_Object location annotation data_
--------

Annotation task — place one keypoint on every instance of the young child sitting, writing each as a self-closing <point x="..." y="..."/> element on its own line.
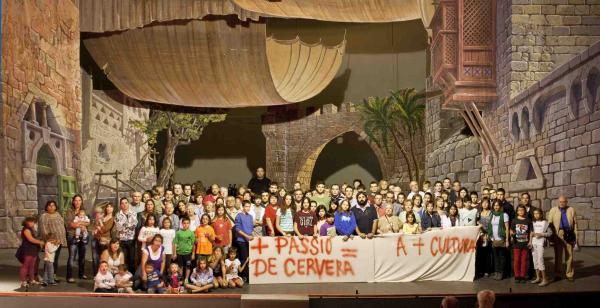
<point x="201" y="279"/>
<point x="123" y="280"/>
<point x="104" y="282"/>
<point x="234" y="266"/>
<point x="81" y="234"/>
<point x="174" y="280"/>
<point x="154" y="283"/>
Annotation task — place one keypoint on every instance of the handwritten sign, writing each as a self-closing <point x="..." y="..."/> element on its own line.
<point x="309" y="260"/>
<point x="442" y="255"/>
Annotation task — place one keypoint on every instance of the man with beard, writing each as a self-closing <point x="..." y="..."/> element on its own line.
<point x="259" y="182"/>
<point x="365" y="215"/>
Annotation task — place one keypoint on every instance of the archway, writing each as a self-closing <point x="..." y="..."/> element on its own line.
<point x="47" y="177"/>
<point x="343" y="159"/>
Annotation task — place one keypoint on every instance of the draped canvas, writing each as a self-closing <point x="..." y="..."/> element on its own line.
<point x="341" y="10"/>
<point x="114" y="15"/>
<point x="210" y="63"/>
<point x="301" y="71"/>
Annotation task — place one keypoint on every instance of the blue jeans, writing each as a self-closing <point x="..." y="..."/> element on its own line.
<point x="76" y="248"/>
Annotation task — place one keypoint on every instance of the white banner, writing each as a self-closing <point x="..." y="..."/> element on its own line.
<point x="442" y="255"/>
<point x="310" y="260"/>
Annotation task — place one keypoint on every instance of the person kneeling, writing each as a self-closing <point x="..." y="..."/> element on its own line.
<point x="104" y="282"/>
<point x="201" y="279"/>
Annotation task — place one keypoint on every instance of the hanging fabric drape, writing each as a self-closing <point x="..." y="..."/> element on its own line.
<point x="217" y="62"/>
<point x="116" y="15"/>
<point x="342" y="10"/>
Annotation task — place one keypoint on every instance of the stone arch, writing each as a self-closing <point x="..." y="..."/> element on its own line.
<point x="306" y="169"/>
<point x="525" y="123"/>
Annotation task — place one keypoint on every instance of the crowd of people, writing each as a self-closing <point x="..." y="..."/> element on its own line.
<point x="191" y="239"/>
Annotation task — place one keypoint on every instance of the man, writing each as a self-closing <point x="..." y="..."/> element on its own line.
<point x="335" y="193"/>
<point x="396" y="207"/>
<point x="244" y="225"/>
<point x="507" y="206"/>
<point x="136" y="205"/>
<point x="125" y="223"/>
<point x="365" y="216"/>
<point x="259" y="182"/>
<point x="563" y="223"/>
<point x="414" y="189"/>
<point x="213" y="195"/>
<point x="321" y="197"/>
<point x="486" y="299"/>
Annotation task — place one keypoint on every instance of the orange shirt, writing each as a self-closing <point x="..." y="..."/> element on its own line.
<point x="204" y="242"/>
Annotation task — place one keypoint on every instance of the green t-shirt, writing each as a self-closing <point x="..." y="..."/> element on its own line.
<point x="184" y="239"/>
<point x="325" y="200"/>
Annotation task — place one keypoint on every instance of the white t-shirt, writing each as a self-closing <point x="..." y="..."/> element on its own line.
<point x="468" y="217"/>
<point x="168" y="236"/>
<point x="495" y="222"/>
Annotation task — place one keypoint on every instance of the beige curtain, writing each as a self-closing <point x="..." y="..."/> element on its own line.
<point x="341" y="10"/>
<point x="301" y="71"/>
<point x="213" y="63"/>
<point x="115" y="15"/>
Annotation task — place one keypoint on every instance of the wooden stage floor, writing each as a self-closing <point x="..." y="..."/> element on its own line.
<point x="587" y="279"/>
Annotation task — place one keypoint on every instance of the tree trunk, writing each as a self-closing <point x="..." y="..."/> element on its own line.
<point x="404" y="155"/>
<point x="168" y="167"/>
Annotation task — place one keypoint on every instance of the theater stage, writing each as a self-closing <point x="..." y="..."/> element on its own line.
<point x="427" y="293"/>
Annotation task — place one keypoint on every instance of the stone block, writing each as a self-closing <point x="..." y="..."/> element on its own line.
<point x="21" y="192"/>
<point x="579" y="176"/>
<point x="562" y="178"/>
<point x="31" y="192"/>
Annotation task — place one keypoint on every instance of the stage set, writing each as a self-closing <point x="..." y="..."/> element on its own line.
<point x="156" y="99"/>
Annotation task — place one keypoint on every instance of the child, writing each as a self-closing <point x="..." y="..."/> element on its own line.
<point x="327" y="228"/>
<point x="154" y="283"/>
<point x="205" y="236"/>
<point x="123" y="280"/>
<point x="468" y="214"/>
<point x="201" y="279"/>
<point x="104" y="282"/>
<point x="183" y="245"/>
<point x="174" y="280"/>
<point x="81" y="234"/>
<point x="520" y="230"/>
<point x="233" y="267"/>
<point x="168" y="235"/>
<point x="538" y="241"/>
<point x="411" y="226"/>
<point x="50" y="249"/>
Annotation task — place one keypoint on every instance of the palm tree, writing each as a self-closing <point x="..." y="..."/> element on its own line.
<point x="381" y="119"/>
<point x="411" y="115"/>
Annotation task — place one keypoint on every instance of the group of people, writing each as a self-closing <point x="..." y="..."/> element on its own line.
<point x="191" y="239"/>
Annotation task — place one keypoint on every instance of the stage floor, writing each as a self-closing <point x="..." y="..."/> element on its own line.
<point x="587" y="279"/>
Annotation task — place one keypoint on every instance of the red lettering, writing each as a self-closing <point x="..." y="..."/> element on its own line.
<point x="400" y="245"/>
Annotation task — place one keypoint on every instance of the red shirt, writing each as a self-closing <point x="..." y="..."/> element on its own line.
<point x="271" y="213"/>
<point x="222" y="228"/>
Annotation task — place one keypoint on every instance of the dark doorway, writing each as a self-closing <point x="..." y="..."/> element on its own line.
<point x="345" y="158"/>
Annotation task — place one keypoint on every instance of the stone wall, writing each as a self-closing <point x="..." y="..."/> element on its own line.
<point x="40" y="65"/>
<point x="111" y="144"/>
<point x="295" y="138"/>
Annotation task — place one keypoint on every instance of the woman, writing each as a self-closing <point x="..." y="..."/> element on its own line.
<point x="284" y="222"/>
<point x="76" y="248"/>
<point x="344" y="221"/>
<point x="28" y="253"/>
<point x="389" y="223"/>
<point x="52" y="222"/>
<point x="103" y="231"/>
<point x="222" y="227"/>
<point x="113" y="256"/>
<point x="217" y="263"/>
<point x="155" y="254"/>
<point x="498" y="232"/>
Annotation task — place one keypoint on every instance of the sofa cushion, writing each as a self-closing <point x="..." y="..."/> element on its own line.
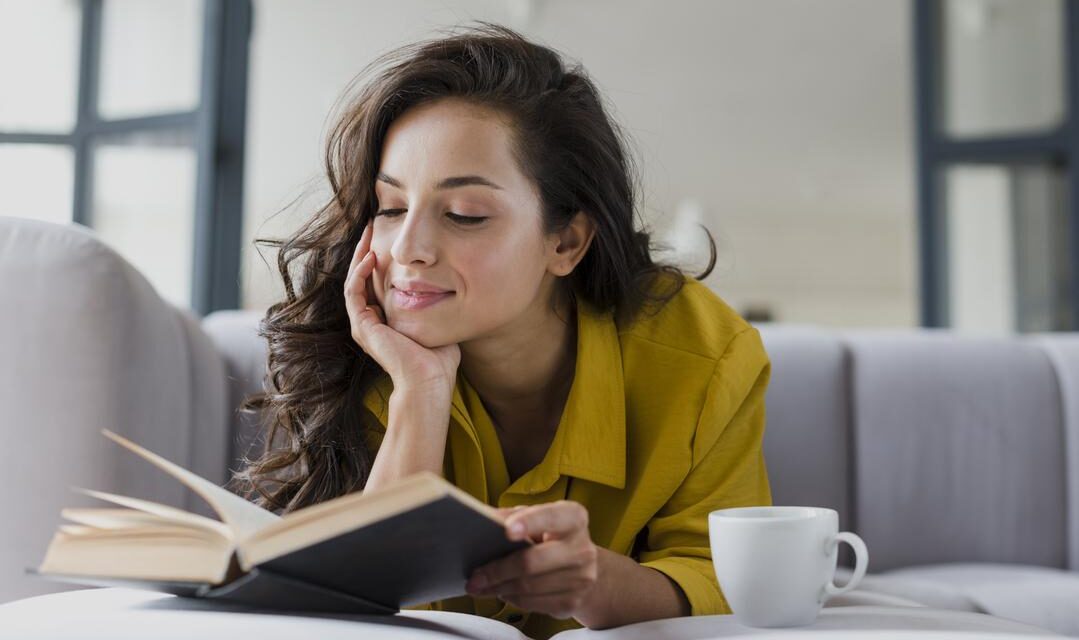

--------

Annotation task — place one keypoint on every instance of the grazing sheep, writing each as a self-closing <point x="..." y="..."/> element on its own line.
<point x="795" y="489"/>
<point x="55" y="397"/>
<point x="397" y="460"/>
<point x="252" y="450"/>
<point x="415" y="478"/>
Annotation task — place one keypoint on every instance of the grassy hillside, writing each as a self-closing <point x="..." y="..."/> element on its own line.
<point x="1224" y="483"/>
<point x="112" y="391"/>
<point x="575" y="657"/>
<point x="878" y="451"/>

--------

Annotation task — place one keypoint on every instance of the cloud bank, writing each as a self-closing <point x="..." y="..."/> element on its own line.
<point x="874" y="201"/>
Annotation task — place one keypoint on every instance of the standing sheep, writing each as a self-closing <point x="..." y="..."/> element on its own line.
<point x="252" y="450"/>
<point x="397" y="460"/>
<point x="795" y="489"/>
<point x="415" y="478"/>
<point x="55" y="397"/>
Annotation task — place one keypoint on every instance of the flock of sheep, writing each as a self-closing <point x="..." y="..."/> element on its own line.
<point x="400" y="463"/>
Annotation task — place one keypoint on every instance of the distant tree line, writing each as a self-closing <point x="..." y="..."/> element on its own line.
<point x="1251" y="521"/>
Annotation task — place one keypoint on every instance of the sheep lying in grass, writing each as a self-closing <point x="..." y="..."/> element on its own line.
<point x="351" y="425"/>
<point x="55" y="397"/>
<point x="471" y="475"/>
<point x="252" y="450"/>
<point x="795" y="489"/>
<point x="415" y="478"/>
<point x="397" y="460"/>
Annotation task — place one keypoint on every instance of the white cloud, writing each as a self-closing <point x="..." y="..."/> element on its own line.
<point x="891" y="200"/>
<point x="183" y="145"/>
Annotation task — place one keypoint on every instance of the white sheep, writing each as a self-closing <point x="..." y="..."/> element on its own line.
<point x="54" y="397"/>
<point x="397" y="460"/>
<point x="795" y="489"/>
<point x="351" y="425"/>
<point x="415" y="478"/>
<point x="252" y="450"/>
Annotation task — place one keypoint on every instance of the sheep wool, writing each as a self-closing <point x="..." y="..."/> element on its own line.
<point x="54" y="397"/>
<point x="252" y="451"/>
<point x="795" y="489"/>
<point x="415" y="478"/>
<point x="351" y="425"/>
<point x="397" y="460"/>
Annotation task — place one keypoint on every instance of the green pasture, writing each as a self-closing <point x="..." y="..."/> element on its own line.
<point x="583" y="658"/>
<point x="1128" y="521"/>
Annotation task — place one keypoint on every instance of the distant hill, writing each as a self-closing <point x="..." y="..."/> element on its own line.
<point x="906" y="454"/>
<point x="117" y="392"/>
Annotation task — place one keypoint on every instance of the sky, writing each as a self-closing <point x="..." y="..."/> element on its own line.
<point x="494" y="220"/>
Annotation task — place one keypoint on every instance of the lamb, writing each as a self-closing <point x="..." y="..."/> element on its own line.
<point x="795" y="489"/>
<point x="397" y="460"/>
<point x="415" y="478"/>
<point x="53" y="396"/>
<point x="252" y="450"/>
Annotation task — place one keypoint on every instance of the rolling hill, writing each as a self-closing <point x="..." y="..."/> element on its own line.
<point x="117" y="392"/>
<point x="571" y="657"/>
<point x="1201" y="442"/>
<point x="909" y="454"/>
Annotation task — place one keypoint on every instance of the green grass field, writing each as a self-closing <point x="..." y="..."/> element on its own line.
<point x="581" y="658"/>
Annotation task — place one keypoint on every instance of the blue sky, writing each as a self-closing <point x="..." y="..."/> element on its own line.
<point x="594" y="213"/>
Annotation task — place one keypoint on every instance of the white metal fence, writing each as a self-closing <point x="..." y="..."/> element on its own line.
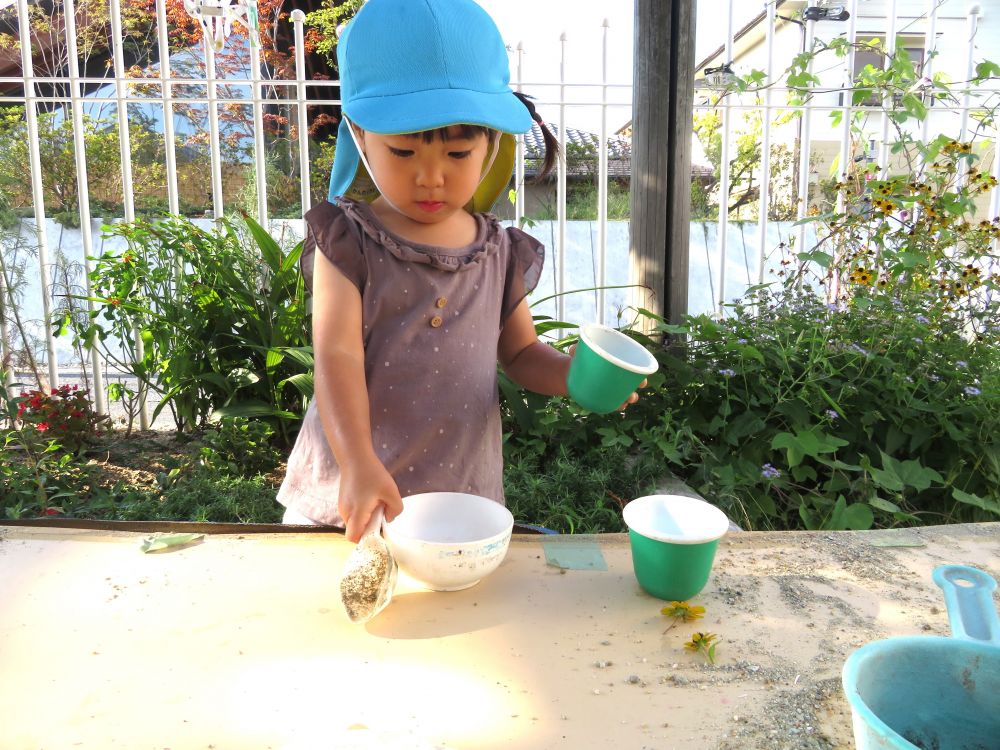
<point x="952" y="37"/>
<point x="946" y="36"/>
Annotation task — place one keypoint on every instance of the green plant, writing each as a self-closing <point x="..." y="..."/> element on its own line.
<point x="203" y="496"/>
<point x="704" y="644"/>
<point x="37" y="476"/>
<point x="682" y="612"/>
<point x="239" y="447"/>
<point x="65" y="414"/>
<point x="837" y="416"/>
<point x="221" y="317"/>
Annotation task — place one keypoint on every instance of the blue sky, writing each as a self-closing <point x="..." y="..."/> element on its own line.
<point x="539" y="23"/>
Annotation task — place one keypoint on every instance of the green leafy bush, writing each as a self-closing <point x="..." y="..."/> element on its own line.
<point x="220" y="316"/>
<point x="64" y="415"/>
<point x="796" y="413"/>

--------

Pull out every line of the records above that contains the string "cloud", treating uppercase and lowercase as different.

Annotation task — place one keypoint on every instance of the cloud bank, writing each as a self-closing <point x="..." y="..."/> element on its own line.
Annotation task — place one keypoint on every instance of the white cloud, writing each as a self-closing <point x="..." y="..."/> element on its own line.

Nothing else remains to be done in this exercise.